For ease of use, it's best to have have a directory structre for your public keys similar to that of BastionLab server.

To that end, run the following commands that will create the relevant directory structure.

In [3]:
!mkdir -p keys/owners keys/users

For the purpose of this tutorial, we copy both the public keys of the data owner and data scientist.

In [4]:
!cp data_owner.pub keys/owners
!cp data_scientist.pub keys/users

# Starting BastionLab Server with Public Keys.

In [None]:
!docker run -it -p 50056:50056 -v $(pwd)/keys:/app/bin/keys mithrilsecuritysas/bastionlab:latest

## Setting up an Authenticated Connection

This tutorial is essentially the same as [Quick Tour](../quick-tour/quick-tour.ipynb) but using an **authenticated** connection.

> NB: Please remember that we use `data_owner` from [Identity Creation](#identity-creation)

**Record list**
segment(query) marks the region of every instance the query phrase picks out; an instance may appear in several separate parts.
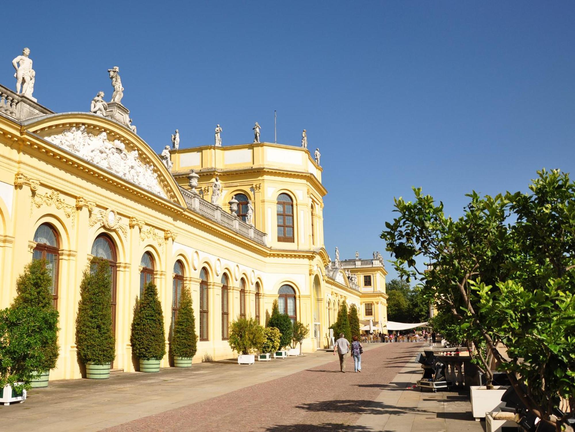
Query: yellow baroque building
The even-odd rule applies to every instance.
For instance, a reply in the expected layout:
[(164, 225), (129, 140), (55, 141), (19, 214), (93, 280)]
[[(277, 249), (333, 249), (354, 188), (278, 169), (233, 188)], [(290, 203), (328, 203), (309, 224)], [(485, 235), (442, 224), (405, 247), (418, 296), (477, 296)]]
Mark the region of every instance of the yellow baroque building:
[[(82, 275), (94, 256), (113, 269), (114, 369), (135, 370), (130, 326), (150, 280), (158, 288), (167, 337), (178, 292), (191, 288), (200, 338), (194, 362), (233, 357), (229, 323), (246, 315), (264, 325), (277, 299), (309, 329), (304, 351), (328, 346), (343, 302), (385, 330), (383, 261), (330, 260), (327, 192), (306, 149), (206, 145), (170, 157), (171, 171), (113, 116), (55, 113), (0, 86), (0, 307), (15, 297), (25, 265), (48, 259), (60, 327), (51, 379), (81, 376), (75, 323)], [(221, 187), (213, 197), (216, 176)], [(167, 355), (162, 366), (170, 362)]]

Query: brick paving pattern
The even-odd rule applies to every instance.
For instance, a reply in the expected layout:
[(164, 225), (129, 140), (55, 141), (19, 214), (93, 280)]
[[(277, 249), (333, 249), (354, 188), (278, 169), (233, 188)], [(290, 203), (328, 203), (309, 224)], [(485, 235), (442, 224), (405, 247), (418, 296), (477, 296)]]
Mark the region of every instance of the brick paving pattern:
[[(334, 361), (282, 378), (231, 392), (106, 429), (133, 431), (324, 432), (369, 430), (359, 416), (385, 411), (374, 400), (421, 344), (386, 344), (362, 355), (362, 372), (348, 357), (346, 373)], [(238, 367), (246, 367), (240, 366)]]

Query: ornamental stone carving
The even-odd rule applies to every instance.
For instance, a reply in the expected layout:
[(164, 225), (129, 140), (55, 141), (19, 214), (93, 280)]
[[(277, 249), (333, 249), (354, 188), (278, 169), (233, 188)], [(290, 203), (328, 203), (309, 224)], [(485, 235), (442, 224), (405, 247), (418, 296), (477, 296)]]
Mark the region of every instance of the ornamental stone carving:
[(153, 165), (143, 164), (139, 159), (137, 150), (127, 152), (125, 145), (118, 140), (113, 142), (109, 141), (106, 132), (94, 136), (82, 125), (66, 129), (62, 133), (47, 137), (46, 140), (128, 182), (166, 198)]

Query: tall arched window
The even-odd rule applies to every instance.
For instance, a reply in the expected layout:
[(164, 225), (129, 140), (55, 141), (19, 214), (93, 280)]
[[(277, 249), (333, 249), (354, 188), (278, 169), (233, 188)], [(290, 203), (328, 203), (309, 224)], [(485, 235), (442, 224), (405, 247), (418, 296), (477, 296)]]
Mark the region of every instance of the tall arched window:
[(180, 297), (183, 288), (183, 264), (178, 260), (174, 264), (174, 279), (172, 279), (172, 330), (179, 309)]
[(259, 323), (259, 282), (255, 283), (255, 321)]
[(142, 267), (140, 272), (140, 296), (144, 294), (144, 287), (154, 280), (154, 257), (150, 252), (144, 252), (142, 255), (140, 265)]
[(58, 307), (58, 264), (60, 252), (58, 234), (52, 225), (43, 223), (34, 233), (36, 247), (32, 252), (33, 260), (46, 260), (46, 264), (52, 275), (52, 301), (54, 307)]
[(200, 272), (200, 340), (208, 340), (208, 271), (205, 267)]
[(248, 197), (245, 194), (237, 194), (235, 198), (237, 200), (237, 215), (244, 222), (247, 222)]
[(246, 281), (240, 280), (240, 317), (246, 318)]
[(280, 194), (276, 203), (278, 218), (278, 241), (293, 243), (293, 201), (287, 194)]
[(225, 273), (221, 276), (221, 338), (227, 340), (229, 335), (229, 290), (228, 285), (228, 275)]
[(282, 285), (278, 291), (278, 305), (280, 314), (286, 314), (296, 322), (296, 291), (289, 285)]
[(114, 242), (106, 234), (101, 234), (92, 244), (92, 255), (98, 258), (103, 258), (110, 265), (110, 276), (112, 276), (112, 328), (116, 334), (116, 280), (117, 259), (116, 246)]

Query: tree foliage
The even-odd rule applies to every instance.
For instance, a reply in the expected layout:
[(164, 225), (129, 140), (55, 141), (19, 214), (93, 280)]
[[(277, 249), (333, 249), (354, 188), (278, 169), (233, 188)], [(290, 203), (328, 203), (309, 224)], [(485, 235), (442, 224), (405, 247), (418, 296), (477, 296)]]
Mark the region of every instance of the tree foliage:
[(112, 275), (106, 260), (94, 258), (80, 284), (76, 346), (84, 363), (110, 363), (116, 357), (112, 322)]
[(292, 343), (293, 334), (293, 325), (290, 317), (285, 314), (279, 313), (278, 300), (274, 300), (271, 306), (271, 316), (267, 322), (268, 327), (275, 327), (279, 330), (281, 337), (279, 339), (279, 348), (283, 349)]
[(247, 355), (258, 350), (264, 341), (263, 327), (255, 318), (238, 317), (230, 324), (228, 343), (240, 354)]
[(399, 215), (381, 237), (400, 274), (457, 319), (488, 376), (493, 357), (558, 431), (559, 398), (575, 408), (575, 183), (559, 170), (538, 174), (530, 193), (469, 194), (457, 219), (415, 188), (414, 202), (396, 200)]
[(166, 355), (164, 316), (152, 283), (144, 288), (144, 294), (135, 308), (130, 343), (132, 353), (139, 358), (161, 359)]
[(198, 349), (198, 335), (195, 333), (195, 318), (191, 307), (191, 294), (187, 287), (182, 290), (179, 306), (174, 323), (170, 349), (172, 355), (175, 357), (192, 357)]

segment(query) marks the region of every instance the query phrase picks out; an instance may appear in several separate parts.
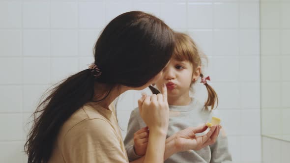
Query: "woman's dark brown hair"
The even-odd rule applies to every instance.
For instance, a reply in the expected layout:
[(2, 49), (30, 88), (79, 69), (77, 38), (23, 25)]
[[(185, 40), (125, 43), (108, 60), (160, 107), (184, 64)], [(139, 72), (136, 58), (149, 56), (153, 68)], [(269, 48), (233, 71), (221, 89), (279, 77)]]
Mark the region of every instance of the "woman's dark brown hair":
[[(51, 90), (33, 113), (25, 146), (28, 163), (47, 163), (61, 127), (74, 112), (88, 102), (104, 100), (116, 86), (145, 85), (165, 66), (174, 49), (173, 31), (153, 15), (131, 11), (111, 21), (94, 49), (94, 64), (102, 74), (94, 78), (87, 69), (69, 77)], [(101, 83), (107, 85), (107, 93), (96, 101), (95, 84)]]

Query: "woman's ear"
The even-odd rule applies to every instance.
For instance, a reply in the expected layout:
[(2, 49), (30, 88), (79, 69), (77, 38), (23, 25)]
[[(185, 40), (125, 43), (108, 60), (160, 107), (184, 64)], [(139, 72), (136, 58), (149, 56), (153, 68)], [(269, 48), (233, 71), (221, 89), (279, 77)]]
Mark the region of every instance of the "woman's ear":
[(198, 67), (196, 68), (195, 71), (193, 72), (193, 74), (192, 75), (192, 81), (196, 81), (201, 75), (201, 73), (202, 67), (200, 66), (198, 66)]

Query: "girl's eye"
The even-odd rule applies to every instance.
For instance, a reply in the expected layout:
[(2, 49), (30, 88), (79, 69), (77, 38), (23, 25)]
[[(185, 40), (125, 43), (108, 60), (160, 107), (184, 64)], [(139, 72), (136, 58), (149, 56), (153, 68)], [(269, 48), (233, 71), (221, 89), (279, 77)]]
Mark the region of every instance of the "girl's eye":
[(181, 67), (181, 66), (179, 66), (179, 65), (177, 65), (177, 66), (176, 66), (175, 67), (175, 68), (176, 69), (177, 69), (177, 70), (181, 70), (181, 69), (183, 69), (183, 67)]

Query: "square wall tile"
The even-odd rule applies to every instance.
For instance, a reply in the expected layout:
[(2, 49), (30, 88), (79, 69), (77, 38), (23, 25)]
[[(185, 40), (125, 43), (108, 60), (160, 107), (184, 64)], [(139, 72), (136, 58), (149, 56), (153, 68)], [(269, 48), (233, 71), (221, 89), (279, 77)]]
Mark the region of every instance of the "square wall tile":
[[(22, 83), (22, 58), (2, 58), (0, 59), (0, 84)], [(7, 71), (9, 70), (9, 71)]]
[(290, 151), (290, 143), (289, 142), (281, 142), (281, 155), (282, 155), (282, 163), (287, 163), (290, 160), (290, 155), (289, 155), (289, 151)]
[(20, 30), (0, 30), (0, 56), (22, 56), (22, 35)]
[(21, 1), (0, 2), (0, 28), (21, 27)]
[(260, 57), (241, 56), (239, 58), (240, 81), (260, 82)]
[(50, 30), (24, 30), (23, 37), (24, 56), (50, 56)]
[(261, 80), (263, 82), (281, 81), (281, 62), (279, 56), (261, 56)]
[(23, 27), (50, 27), (50, 4), (48, 1), (23, 3)]
[(240, 90), (238, 82), (219, 82), (210, 85), (218, 94), (218, 109), (232, 109), (240, 108)]
[(280, 4), (277, 2), (261, 2), (260, 5), (261, 26), (262, 29), (279, 28)]
[(240, 29), (239, 38), (241, 55), (260, 55), (259, 29)]
[(290, 108), (290, 100), (289, 100), (289, 98), (290, 97), (290, 96), (289, 96), (289, 92), (290, 92), (290, 81), (283, 82), (282, 84), (281, 96), (282, 97), (282, 107), (283, 108)]
[(280, 109), (261, 109), (262, 123), (261, 134), (264, 135), (281, 135), (282, 134), (282, 116)]
[(79, 27), (103, 28), (105, 27), (104, 1), (79, 3)]
[(131, 11), (133, 11), (133, 3), (130, 1), (112, 0), (106, 2), (105, 24), (119, 15)]
[(261, 83), (261, 107), (279, 108), (281, 106), (281, 85), (280, 82)]
[(213, 32), (214, 55), (239, 54), (238, 30), (214, 30)]
[(187, 27), (212, 28), (212, 3), (189, 3), (187, 5)]
[(77, 56), (78, 31), (76, 30), (51, 31), (51, 55), (57, 56)]
[(213, 54), (212, 30), (190, 30), (188, 34), (195, 41), (200, 51), (207, 56)]
[(160, 3), (156, 0), (133, 1), (133, 10), (142, 11), (159, 17), (160, 15)]
[(51, 27), (75, 28), (78, 27), (78, 6), (76, 2), (52, 2)]
[(50, 80), (50, 58), (24, 58), (25, 84), (48, 84)]
[(240, 27), (258, 28), (260, 26), (259, 1), (241, 1), (239, 4)]
[(22, 114), (23, 117), (23, 122), (22, 122), (22, 127), (24, 132), (23, 139), (27, 140), (29, 132), (30, 131), (31, 127), (33, 124), (34, 115), (32, 113)]
[(0, 163), (23, 163), (25, 155), (24, 146), (24, 143), (22, 141), (0, 142)]
[(219, 115), (222, 121), (223, 128), (229, 136), (242, 134), (238, 126), (241, 126), (241, 111), (239, 110), (220, 110)]
[[(284, 0), (285, 1), (285, 0)], [(290, 28), (290, 0), (288, 1), (282, 1), (280, 3), (281, 5), (281, 27)]]
[(214, 28), (236, 28), (238, 26), (238, 3), (214, 3), (213, 27)]
[(241, 108), (260, 108), (260, 83), (242, 82), (241, 86)]
[(23, 87), (23, 111), (29, 112), (33, 112), (35, 111), (39, 102), (47, 97), (47, 96), (42, 96), (44, 95), (44, 93), (49, 87), (49, 85), (24, 85)]
[(235, 56), (215, 57), (212, 82), (237, 82), (238, 81), (239, 59)]
[[(289, 22), (290, 22), (290, 20)], [(290, 46), (289, 46), (290, 29), (281, 29), (280, 32), (281, 54), (283, 55), (290, 56)]]
[(283, 135), (290, 135), (289, 119), (290, 119), (290, 107), (281, 109), (282, 114), (282, 130)]
[(52, 58), (51, 59), (51, 80), (53, 83), (60, 82), (78, 72), (77, 58)]
[(280, 51), (280, 30), (261, 29), (261, 55), (279, 55)]
[[(260, 137), (261, 134), (260, 109), (251, 109), (241, 111), (242, 120), (241, 129), (243, 136), (256, 136)], [(261, 145), (261, 142), (259, 142), (259, 144)]]
[(262, 139), (263, 163), (283, 163), (281, 162), (281, 141), (265, 137)]
[(244, 162), (261, 162), (261, 136), (241, 137), (241, 160)]
[[(174, 12), (173, 12), (174, 11)], [(161, 19), (174, 29), (186, 27), (186, 5), (185, 3), (161, 3)]]
[(0, 114), (0, 141), (22, 140), (22, 113)]
[(22, 112), (22, 86), (0, 86), (0, 112)]
[(100, 34), (99, 30), (79, 30), (79, 55), (93, 56), (93, 49)]
[(229, 140), (229, 151), (232, 154), (232, 157), (233, 163), (241, 160), (241, 137), (237, 136), (229, 136), (228, 137)]
[(281, 58), (281, 76), (282, 81), (290, 81), (290, 56), (289, 57), (282, 57)]
[(88, 66), (94, 61), (93, 57), (85, 56), (79, 58), (79, 71), (83, 71), (88, 68)]

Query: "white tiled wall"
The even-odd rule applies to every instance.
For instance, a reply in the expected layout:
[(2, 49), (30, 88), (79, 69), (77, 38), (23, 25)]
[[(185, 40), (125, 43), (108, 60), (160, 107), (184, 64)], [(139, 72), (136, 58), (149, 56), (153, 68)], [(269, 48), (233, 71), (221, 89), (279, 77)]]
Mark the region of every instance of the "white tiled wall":
[(263, 0), (260, 8), (262, 158), (289, 163), (290, 0)]
[[(40, 95), (87, 68), (104, 26), (134, 10), (151, 12), (192, 36), (209, 57), (206, 74), (219, 95), (233, 160), (261, 161), (259, 6), (258, 0), (0, 0), (0, 163), (27, 162), (25, 124)], [(205, 94), (203, 85), (197, 90)], [(131, 91), (120, 98), (124, 135), (140, 96)]]

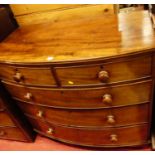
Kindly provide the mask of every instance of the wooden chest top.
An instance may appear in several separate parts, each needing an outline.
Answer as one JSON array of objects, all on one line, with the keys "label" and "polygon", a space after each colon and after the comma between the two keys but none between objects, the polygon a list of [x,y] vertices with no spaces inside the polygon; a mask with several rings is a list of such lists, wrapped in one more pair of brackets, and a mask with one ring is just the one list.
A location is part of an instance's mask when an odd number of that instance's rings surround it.
[{"label": "wooden chest top", "polygon": [[0,44],[0,62],[52,64],[119,57],[154,48],[149,13],[137,11],[120,13],[118,19],[108,15],[23,26]]}]

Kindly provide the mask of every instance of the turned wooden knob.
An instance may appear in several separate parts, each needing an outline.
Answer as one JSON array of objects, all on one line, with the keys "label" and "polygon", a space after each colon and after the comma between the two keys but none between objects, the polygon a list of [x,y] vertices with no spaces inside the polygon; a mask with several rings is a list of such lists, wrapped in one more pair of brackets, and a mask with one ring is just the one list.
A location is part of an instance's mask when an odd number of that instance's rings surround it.
[{"label": "turned wooden knob", "polygon": [[38,117],[43,117],[43,111],[39,110],[38,113],[37,113],[37,116]]},{"label": "turned wooden knob", "polygon": [[109,73],[107,71],[100,71],[98,73],[98,78],[101,82],[107,82],[109,79]]},{"label": "turned wooden knob", "polygon": [[0,136],[4,136],[5,132],[4,131],[0,131]]},{"label": "turned wooden knob", "polygon": [[115,118],[113,115],[108,115],[107,116],[107,122],[110,124],[114,124],[115,123]]},{"label": "turned wooden knob", "polygon": [[48,134],[53,134],[54,130],[52,128],[48,128],[48,130],[46,131]]},{"label": "turned wooden knob", "polygon": [[108,8],[105,8],[103,11],[104,11],[104,12],[108,12],[108,11],[109,11],[109,9],[108,9]]},{"label": "turned wooden knob", "polygon": [[32,94],[31,93],[26,93],[24,98],[27,99],[27,100],[31,100],[32,99]]},{"label": "turned wooden knob", "polygon": [[117,141],[118,141],[117,135],[116,135],[116,134],[110,135],[110,140],[111,140],[112,142],[117,142]]},{"label": "turned wooden knob", "polygon": [[110,94],[104,94],[102,102],[106,103],[106,104],[111,104],[112,103],[112,96]]},{"label": "turned wooden knob", "polygon": [[23,75],[21,73],[19,73],[19,72],[16,72],[15,75],[13,76],[13,79],[16,82],[20,82],[23,79]]}]

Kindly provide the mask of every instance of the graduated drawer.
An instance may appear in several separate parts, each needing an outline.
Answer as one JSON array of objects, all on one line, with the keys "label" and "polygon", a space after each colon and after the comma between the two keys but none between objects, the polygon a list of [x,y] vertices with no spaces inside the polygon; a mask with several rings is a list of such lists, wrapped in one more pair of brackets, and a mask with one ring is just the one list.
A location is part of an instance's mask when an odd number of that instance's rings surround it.
[{"label": "graduated drawer", "polygon": [[151,56],[105,64],[56,67],[62,86],[110,84],[151,75]]},{"label": "graduated drawer", "polygon": [[152,80],[85,89],[24,87],[8,82],[5,82],[5,87],[13,97],[31,103],[53,107],[99,108],[149,102]]},{"label": "graduated drawer", "polygon": [[3,80],[27,85],[55,85],[51,68],[0,65],[0,77]]},{"label": "graduated drawer", "polygon": [[0,126],[15,126],[10,116],[4,110],[0,110]]},{"label": "graduated drawer", "polygon": [[4,108],[3,101],[0,98],[0,110]]},{"label": "graduated drawer", "polygon": [[0,127],[0,139],[27,141],[25,135],[17,127]]},{"label": "graduated drawer", "polygon": [[[149,104],[105,109],[56,109],[17,102],[24,113],[54,124],[67,126],[125,126],[147,123]],[[132,114],[132,116],[131,116]]]},{"label": "graduated drawer", "polygon": [[140,145],[148,141],[147,124],[122,128],[72,128],[55,126],[32,118],[29,120],[40,134],[71,144],[115,147]]}]

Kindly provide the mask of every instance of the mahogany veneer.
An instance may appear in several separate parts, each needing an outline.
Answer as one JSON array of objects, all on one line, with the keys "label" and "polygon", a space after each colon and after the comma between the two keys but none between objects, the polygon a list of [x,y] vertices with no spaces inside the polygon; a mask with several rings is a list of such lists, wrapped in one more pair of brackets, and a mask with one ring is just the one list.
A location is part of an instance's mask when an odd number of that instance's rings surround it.
[{"label": "mahogany veneer", "polygon": [[0,49],[2,82],[39,134],[92,147],[150,144],[155,34],[148,12],[27,25]]},{"label": "mahogany veneer", "polygon": [[35,133],[0,83],[0,138],[33,142]]}]

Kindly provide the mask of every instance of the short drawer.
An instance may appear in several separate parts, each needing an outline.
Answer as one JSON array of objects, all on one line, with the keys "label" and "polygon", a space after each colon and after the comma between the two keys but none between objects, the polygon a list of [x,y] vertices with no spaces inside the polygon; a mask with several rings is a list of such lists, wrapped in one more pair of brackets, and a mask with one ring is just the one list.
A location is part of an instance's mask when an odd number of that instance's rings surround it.
[{"label": "short drawer", "polygon": [[46,122],[30,118],[34,129],[45,136],[66,143],[98,146],[132,146],[141,145],[148,141],[147,125],[123,127],[123,128],[72,128],[54,126]]},{"label": "short drawer", "polygon": [[0,110],[0,126],[15,126],[10,116],[3,110]]},{"label": "short drawer", "polygon": [[[67,108],[99,108],[150,101],[152,80],[85,89],[47,89],[6,83],[11,95],[23,101]],[[142,91],[143,90],[143,91]]]},{"label": "short drawer", "polygon": [[12,67],[1,65],[0,77],[3,80],[27,85],[56,85],[50,68]]},{"label": "short drawer", "polygon": [[110,84],[151,76],[151,57],[139,56],[115,63],[57,67],[62,86]]},{"label": "short drawer", "polygon": [[[66,126],[126,126],[147,123],[149,104],[94,110],[55,109],[17,102],[28,115]],[[130,115],[132,114],[132,116]]]},{"label": "short drawer", "polygon": [[25,135],[17,127],[0,127],[0,139],[27,141]]}]

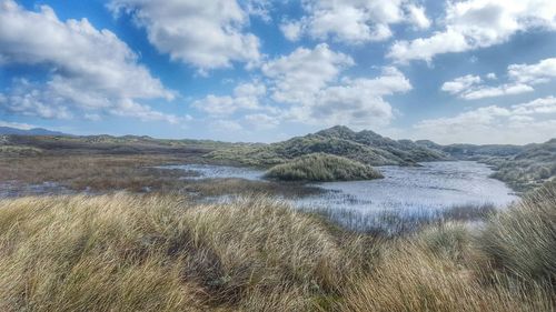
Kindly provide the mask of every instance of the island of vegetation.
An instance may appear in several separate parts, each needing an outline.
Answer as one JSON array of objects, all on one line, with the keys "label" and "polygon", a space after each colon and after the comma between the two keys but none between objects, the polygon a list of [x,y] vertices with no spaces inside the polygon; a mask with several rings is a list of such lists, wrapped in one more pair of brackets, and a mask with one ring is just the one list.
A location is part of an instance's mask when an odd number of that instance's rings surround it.
[{"label": "island of vegetation", "polygon": [[353,181],[384,178],[368,164],[342,157],[312,153],[270,168],[267,178],[282,181]]}]

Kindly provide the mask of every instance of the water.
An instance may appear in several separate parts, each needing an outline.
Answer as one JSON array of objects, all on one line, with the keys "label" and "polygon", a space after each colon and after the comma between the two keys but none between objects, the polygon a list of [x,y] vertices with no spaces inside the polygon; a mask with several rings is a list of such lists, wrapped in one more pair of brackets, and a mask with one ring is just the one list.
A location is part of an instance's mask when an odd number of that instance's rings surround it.
[{"label": "water", "polygon": [[[199,178],[262,180],[264,171],[246,168],[188,164]],[[515,201],[503,182],[488,178],[493,171],[473,161],[427,162],[421,167],[379,167],[385,179],[312,183],[327,192],[288,200],[301,210],[317,211],[346,228],[387,234],[413,231],[439,220],[475,221],[489,209]],[[226,202],[232,197],[208,199]],[[205,199],[207,200],[207,199]],[[463,208],[454,212],[454,208]]]},{"label": "water", "polygon": [[[188,179],[240,178],[262,180],[264,171],[210,164],[166,167],[198,172]],[[516,200],[503,182],[488,178],[493,171],[474,161],[426,162],[421,167],[379,167],[385,179],[314,183],[322,194],[295,200],[299,207],[358,211],[444,209],[455,205],[494,204],[502,208]]]},{"label": "water", "polygon": [[493,171],[471,161],[428,162],[423,167],[380,167],[385,179],[319,183],[330,192],[299,204],[331,209],[435,210],[458,205],[506,207],[516,197]]}]

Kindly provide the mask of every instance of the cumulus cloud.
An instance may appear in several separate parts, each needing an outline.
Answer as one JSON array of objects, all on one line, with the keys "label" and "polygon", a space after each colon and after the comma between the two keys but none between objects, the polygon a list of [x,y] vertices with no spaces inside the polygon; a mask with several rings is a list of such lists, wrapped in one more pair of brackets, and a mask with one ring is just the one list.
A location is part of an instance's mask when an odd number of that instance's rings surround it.
[{"label": "cumulus cloud", "polygon": [[468,90],[471,85],[480,83],[483,80],[478,76],[467,74],[458,77],[453,81],[447,81],[443,84],[441,90],[451,94],[458,94]]},{"label": "cumulus cloud", "polygon": [[[116,14],[126,12],[147,30],[149,42],[172,60],[201,71],[227,68],[232,62],[259,61],[259,39],[244,29],[248,14],[268,17],[264,1],[236,0],[111,0]],[[247,10],[247,11],[246,11]]]},{"label": "cumulus cloud", "polygon": [[478,108],[455,117],[424,120],[414,128],[411,137],[439,143],[543,142],[554,138],[556,98],[542,98],[509,108]]},{"label": "cumulus cloud", "polygon": [[[466,100],[533,92],[535,84],[546,83],[556,77],[556,58],[535,64],[510,64],[507,76],[509,82],[493,87],[481,84],[484,80],[478,76],[467,74],[445,82],[441,90]],[[490,72],[486,74],[486,79],[496,80],[497,77]]]},{"label": "cumulus cloud", "polygon": [[234,95],[209,94],[193,102],[193,107],[211,115],[232,114],[238,110],[260,110],[259,100],[267,92],[260,82],[241,83],[234,89]]},{"label": "cumulus cloud", "polygon": [[556,58],[545,59],[536,64],[512,64],[508,67],[508,76],[520,83],[546,83],[556,78]]},{"label": "cumulus cloud", "polygon": [[278,102],[304,102],[337,79],[354,60],[335,52],[326,43],[314,49],[298,48],[262,64],[262,73],[272,79],[272,98]]},{"label": "cumulus cloud", "polygon": [[397,62],[425,60],[437,54],[463,52],[506,42],[513,34],[530,29],[556,30],[553,0],[448,1],[445,29],[428,38],[397,41],[388,57]]},{"label": "cumulus cloud", "polygon": [[410,82],[393,67],[383,68],[375,78],[344,76],[351,66],[350,57],[327,44],[298,48],[261,66],[265,84],[242,83],[231,95],[209,94],[195,101],[193,107],[219,120],[238,110],[258,110],[236,121],[257,129],[271,129],[282,122],[387,125],[395,110],[385,98],[411,90]]},{"label": "cumulus cloud", "polygon": [[388,124],[394,114],[384,97],[406,92],[411,84],[396,68],[385,68],[374,79],[340,77],[353,64],[348,56],[319,44],[270,60],[262,72],[270,79],[272,99],[289,104],[282,109],[285,120],[353,127]]},{"label": "cumulus cloud", "polygon": [[9,128],[16,128],[16,129],[21,129],[21,130],[31,130],[33,128],[38,128],[38,127],[29,124],[29,123],[9,122],[9,121],[1,121],[1,120],[0,120],[0,127],[9,127]]},{"label": "cumulus cloud", "polygon": [[409,0],[305,0],[302,7],[307,16],[281,27],[287,39],[297,40],[302,32],[316,39],[363,43],[390,38],[391,24],[430,26],[425,9]]},{"label": "cumulus cloud", "polygon": [[408,90],[411,84],[400,71],[385,68],[375,79],[346,79],[341,84],[324,88],[312,102],[292,109],[291,115],[314,123],[384,127],[394,118],[384,97]]},{"label": "cumulus cloud", "polygon": [[50,7],[34,12],[1,0],[0,59],[3,64],[40,64],[49,71],[46,82],[13,81],[0,97],[0,107],[11,113],[69,119],[82,111],[101,111],[176,120],[135,103],[171,100],[175,93],[139,64],[138,56],[116,34],[97,30],[87,19],[63,22]]}]

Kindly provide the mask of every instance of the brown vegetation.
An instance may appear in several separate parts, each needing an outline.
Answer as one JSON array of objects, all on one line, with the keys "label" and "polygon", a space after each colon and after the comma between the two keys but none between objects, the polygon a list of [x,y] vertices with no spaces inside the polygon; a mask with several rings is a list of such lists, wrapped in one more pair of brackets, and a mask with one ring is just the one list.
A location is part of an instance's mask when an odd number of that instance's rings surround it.
[{"label": "brown vegetation", "polygon": [[388,240],[266,198],[3,200],[0,310],[553,311],[555,188]]}]

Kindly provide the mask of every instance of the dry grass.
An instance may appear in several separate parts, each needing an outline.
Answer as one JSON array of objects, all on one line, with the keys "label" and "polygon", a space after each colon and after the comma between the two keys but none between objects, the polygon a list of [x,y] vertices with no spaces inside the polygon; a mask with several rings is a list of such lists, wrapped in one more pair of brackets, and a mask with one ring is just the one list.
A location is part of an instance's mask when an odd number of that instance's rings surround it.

**What to do**
1. Set down the BastionLab public key setup text in full, word for word.
2. Extract the listing from its first line through the line containing "367), (240, 366)]]", inclusive, reproducing those lines exactly but omitting the pictures.

**Solution set**
1.
For ease of use, it's best to have have a directory structre for your public keys similar to that of BastionLab server.

To that end, run the following commands that will create the relevant directory structure.

In [3]:
!mkdir -p keys/owners keys/users

For the purpose of this tutorial, we copy both the public keys of the data owner and data scientist.

In [4]:
!cp data_owner.pub keys/owners
!cp data_scientist.pub keys/users

# Starting BastionLab Server with Public Keys.

In [None]:
!docker run -it -p 50056:50056 -v $(pwd)/keys:/app/bin/keys mithrilsecuritysas/bastionlab:latest

## Setting up an Authenticated Connection

This tutorial is essentially the same as [Quick Tour](../quick-tour/quick-tour.ipynb) but using an **authenticated** connection.

> NB: Please remember that we use `data_owner` from [Identity Creation](#identity-creation)

2.
segment(query) marks the region of every instance the query phrase picks out; an instance may appear in several separate parts.
Query: yellow baroque building
The even-odd rule applies to every instance.
For instance, a reply in the expected layout:
[(164, 225), (129, 140), (55, 141), (19, 214), (93, 280)]
[[(277, 249), (333, 249), (354, 188), (278, 169), (233, 188)], [(290, 203), (328, 203), (309, 224)], [(485, 235), (442, 224), (405, 247), (418, 296), (477, 296)]]
Mark the region of every instance of the yellow baroque building:
[[(82, 275), (94, 256), (113, 269), (114, 369), (135, 370), (130, 326), (150, 280), (158, 288), (167, 337), (178, 292), (191, 288), (200, 338), (194, 362), (233, 357), (229, 323), (246, 315), (264, 325), (277, 299), (309, 329), (304, 351), (328, 346), (343, 302), (385, 330), (383, 261), (330, 260), (327, 192), (306, 149), (206, 145), (170, 157), (171, 171), (113, 116), (55, 113), (0, 86), (0, 307), (15, 297), (25, 265), (48, 259), (60, 327), (51, 379), (81, 376), (75, 323)], [(221, 187), (213, 197), (216, 176)], [(167, 355), (162, 366), (170, 362)]]

Query: brick paving pattern
The even-odd rule applies to every instance.
For instance, a reply in the expected layout:
[(164, 225), (129, 140), (55, 141), (19, 214), (93, 280)]
[[(277, 249), (333, 249), (354, 188), (278, 169), (233, 188)], [(290, 203), (328, 203), (309, 224)], [(485, 235), (442, 224), (405, 247), (418, 296), (477, 296)]]
Mark the region of every instance of the brick paving pattern:
[[(334, 361), (282, 378), (231, 392), (106, 429), (133, 431), (324, 432), (369, 430), (359, 416), (385, 411), (374, 400), (421, 344), (386, 344), (362, 355), (362, 372), (348, 357), (346, 373)], [(238, 367), (246, 367), (240, 366)]]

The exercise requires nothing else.